## Begin DATASET RECORDS

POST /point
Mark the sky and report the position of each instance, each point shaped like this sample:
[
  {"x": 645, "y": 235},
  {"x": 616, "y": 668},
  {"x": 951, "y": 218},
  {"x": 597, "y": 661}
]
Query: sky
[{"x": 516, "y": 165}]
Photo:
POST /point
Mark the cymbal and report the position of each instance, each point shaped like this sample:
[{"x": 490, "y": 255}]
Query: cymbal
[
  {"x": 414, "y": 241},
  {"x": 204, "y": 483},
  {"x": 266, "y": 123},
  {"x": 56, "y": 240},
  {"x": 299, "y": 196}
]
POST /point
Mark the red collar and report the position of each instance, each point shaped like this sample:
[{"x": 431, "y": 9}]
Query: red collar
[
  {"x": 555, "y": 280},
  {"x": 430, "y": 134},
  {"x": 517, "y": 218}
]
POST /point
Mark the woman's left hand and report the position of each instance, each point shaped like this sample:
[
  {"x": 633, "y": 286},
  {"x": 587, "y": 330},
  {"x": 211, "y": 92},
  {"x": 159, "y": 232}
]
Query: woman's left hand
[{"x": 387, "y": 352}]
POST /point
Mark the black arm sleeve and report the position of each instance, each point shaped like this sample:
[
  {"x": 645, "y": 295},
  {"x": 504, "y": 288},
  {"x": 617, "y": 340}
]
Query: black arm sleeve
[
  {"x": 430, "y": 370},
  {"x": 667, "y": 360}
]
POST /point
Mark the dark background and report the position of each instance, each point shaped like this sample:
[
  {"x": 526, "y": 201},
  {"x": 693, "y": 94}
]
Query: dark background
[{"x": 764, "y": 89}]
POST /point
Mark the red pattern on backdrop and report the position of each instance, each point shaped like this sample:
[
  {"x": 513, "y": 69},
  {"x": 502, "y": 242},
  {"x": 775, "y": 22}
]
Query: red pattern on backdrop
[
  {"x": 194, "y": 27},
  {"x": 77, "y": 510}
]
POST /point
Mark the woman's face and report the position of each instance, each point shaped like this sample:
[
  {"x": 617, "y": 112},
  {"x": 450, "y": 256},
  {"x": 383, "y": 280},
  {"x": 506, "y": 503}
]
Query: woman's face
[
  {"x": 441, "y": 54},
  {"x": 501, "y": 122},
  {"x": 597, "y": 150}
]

## End DATASET RECORDS

▶ _EXERCISE REQUIREMENTS_
Return all of the material above line for line, with nothing changed.

▶ _SOLUTION TO THE EXERCISE_
POST /point
Mark the sky and report the position of each instance, each point shaped like this sample:
[
  {"x": 645, "y": 235},
  {"x": 616, "y": 668},
  {"x": 951, "y": 218},
  {"x": 597, "y": 661}
]
Query: sky
[{"x": 516, "y": 165}]
Photo:
POST /point
Mark the cymbal and report the position of each instance, each point shaped like this sample:
[{"x": 490, "y": 255}]
Query: cymbal
[
  {"x": 414, "y": 241},
  {"x": 204, "y": 483},
  {"x": 266, "y": 123},
  {"x": 56, "y": 240},
  {"x": 299, "y": 196}
]
POST /point
Mark the red collar and report the position of each instance, each point shaped like this sample:
[{"x": 431, "y": 9}]
Query: red collar
[
  {"x": 555, "y": 280},
  {"x": 430, "y": 134},
  {"x": 517, "y": 218}
]
POST /point
Mark the woman's left hand and report the position of each instance, each point shaped like this sample:
[
  {"x": 633, "y": 286},
  {"x": 587, "y": 330},
  {"x": 211, "y": 92},
  {"x": 159, "y": 232}
]
Query: woman's left hand
[{"x": 387, "y": 352}]
POST /point
Mark the black arm sleeve and report the position of each instance, each point shaped like this sample:
[
  {"x": 645, "y": 295},
  {"x": 504, "y": 288},
  {"x": 617, "y": 340}
]
Query: black arm sleeve
[
  {"x": 430, "y": 370},
  {"x": 667, "y": 360}
]
POST /point
Mark the dark background and report the position of each instance, each point shaped like this sample:
[
  {"x": 526, "y": 201},
  {"x": 693, "y": 94}
]
Query: dark background
[{"x": 764, "y": 89}]
POST /point
Mark the red pattern on backdrop and report the position of each instance, each point shaped like this sample:
[
  {"x": 513, "y": 69},
  {"x": 502, "y": 242},
  {"x": 775, "y": 22}
]
Query: red pattern on backdrop
[
  {"x": 194, "y": 27},
  {"x": 77, "y": 510}
]
POST /point
Mark the woman's face and report the position of each instance, each point shaped like this sample:
[
  {"x": 617, "y": 112},
  {"x": 450, "y": 256},
  {"x": 383, "y": 280},
  {"x": 506, "y": 503}
]
Query: woman's face
[
  {"x": 441, "y": 54},
  {"x": 501, "y": 122},
  {"x": 597, "y": 150}
]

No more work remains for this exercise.